**Document passage:**
◇ ◇ ◇ ◇ ◇ ◇ ◇
# I've got shrimp arriving on saturday and I'm not sure my water params are enough..



## Aceken (Nov 9, 2015)

Just a little background:

My tank has been running for a good 3 years. I stripped it down the first time at around the 2 year mark to convert it to a shrimp tank. It's a planted tank with spiderwood, staurogyne repens and some java moss tied to the tree. I wasn't doing much maintenance because I got caught up with other things and my shirmps were okay. 

a couple of weeks ago, i sold my moss (here) and all of the crap settle down the substrate. All my shrimps started to die one by one (first mistake.) I decided to do a major water change 3 days ago - about 70% and the substrate is full of detrius that whenever i move the substrate, the water gets mucky. I tried to take some out, but I largely left the substrate untouched. 

Now I havent changed the water yet, but ill do another one tomorrow. I already ordered my shrimp so I just wanted to know if my params are alright. I'll do another round of gravel vaccuuming to take out as much detrius as possible.

I ordered about 20 ultra red cherry shrimp

So I tested my water as of this morning:
Amonia - 0
Nitrites - 0 
Nitrates - 0
GH - 20
KH - 6

I dont have a TDS readeer so I dont know.

My tap water is 
GH - 11
KH - 5


----------



## Splak (May 1, 2013)

You sure your gh is 20?!? 

That seems very high to me, my shrimp have always been kept between 6-8gh and 1-2kh.

They might be okay in that, probably wait for an expert to chime in!

Best of luck!


----------



## Aceken (Nov 9, 2015)

Splak said:


> You sure your gh is 20?!?
> 
> That seems very high to me, my shrimp have always been kept between 6-8gh and 1-2kh.
> 
> ...


Yeah it took me 20 drops to turn the colour to green. I gonna do a water change tomorrow morning and wait until the night to see if it changed.

This is my first time testing the GH since I've never had the testing kit before


----------



## woopderson (Feb 12, 2014)

If you bring your gh down you should be OK.

Are you able to test your TDS? Mind you, your tap water should be fine for cherries.


----------



## Aceken (Nov 9, 2015)

woopderson said:


> If you bring your gh down you should be OK.
> 
> Are you able to test your TDS? Mind you, your tap water should be fine for cherries.


I dont have a TDS reader at the moment. The big als at my location sells it for $75 bucks but amazon sells it as cheap as $7 so im not sure :S

I heard that Indian Almond leaves or Alder cones lower GH, I will probably get those tomorrow.

I'm also looking at getting RO water somewhere


----------



## Splak (May 1, 2013)

Shrimp fever sells a good TDS meteer, think I paid 30$ for it


----------



## Aceken (Nov 9, 2015)

Splak said:


> Shrimp fever sells a good TDS meteer, think I paid 30$ for it


Im actually going there tomorrow lol. I'll see what he says about lowering water hardness


----------



## infolific (Apr 10, 2016)

Make sure you note what measurement scale your TDS meter uses vs. your target values. You can get one that uses ppm (more common I believe) and one that uses microsiemens.


----------



## Aceken (Nov 9, 2015)

I'm panicking a little because I put distilled water to try and lower the gh. That ended up lowering my ph to less than 6 and the shrimps that I just put in after acclimation for 2 hours are dying one by one.
◇ ◇ ◇ ◇ ◇ ◇ ◇
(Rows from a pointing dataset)
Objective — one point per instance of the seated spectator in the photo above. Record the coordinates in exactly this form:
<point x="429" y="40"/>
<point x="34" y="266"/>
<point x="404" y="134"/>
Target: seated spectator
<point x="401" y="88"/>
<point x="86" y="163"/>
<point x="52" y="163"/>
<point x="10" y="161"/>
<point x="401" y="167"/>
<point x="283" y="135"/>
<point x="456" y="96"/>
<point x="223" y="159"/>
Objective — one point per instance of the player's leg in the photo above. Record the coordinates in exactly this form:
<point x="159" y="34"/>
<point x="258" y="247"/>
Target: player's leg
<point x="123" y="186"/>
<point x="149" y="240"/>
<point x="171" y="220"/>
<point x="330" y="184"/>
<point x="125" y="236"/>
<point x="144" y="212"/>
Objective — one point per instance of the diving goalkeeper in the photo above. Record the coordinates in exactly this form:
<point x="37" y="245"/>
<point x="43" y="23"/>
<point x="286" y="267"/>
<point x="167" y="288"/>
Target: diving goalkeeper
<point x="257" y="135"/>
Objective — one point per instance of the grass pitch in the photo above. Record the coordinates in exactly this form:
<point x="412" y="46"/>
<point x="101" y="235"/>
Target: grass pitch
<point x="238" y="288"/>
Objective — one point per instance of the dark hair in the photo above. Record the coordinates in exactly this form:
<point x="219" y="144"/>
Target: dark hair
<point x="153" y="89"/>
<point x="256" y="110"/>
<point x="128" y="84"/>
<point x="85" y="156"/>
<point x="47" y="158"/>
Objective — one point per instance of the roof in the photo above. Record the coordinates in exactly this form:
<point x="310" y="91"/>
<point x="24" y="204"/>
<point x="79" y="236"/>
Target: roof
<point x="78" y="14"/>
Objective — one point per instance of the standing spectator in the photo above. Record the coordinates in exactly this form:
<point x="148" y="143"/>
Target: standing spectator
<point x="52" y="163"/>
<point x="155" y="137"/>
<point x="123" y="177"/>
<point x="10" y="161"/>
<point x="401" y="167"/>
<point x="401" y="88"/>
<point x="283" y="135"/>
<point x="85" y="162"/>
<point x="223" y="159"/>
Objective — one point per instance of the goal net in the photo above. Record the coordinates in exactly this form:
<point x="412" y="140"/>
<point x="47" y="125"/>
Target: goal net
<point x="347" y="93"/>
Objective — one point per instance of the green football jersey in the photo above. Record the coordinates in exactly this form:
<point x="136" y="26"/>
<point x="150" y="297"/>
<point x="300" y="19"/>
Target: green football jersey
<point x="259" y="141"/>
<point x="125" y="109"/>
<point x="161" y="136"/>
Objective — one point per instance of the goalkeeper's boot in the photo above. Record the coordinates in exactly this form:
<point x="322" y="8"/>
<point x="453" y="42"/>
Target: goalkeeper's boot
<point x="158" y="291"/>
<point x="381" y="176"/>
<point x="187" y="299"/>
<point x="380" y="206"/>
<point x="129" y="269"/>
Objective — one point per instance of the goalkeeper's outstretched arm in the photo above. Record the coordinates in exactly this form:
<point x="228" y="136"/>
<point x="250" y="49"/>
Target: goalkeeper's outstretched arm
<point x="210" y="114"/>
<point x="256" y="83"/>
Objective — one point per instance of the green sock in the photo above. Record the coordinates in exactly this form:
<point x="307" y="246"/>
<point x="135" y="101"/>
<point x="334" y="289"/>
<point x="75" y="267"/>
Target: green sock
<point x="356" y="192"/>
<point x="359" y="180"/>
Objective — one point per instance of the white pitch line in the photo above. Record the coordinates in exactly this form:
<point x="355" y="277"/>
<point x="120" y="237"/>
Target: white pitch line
◇ ◇ ◇ ◇ ◇ ◇ ◇
**Exercises:**
1) Reproduce the part of the shrimp tank thread that begins at the words "a couple of" and ends after the words "I dont know.".
2) Decide whether each statement agrees with the shrimp tank thread, answering yes or no and quoting the deciding words: (a) The original poster ordered about 20 ultra red cherry shrimp. (b) Splak paid $75 for a TDS meter. (c) Adding distilled water raised the pH of the tank.
This material comes from a separate source.

**Answers to each task:**
1)
a couple of weeks ago, i sold my moss (here) and all of the crap settle down the substrate. All my shrimps started to die one by one (first mistake.) I decided to do a major water change 3 days ago - about 70% and the substrate is full of detrius that whenever i move the substrate, the water gets mucky. I tried to take some out, but I largely left the substrate untouched. 

Now I havent changed the water yet, but ill do another one tomorrow. I already ordered my shrimp so I just wanted to know if my params are alright. I'll do another round of gravel vaccuuming to take out as much detrius as possible.

I ordered about 20 ultra red cherry shrimp

So I tested my water as of this morning:
Amonia - 0
Nitrites - 0 
Nitrates - 0
GH - 20
KH - 6

I dont have a TDS readeer so I dont know.

2)
(a) Yes: "I ordered about 20 ultra red cherry shrimp"
(b) No: "Shrimp fever sells a good TDS meteer, think I paid 30$ for it"
(c) No: "That ended up lowering my ph to less than 6"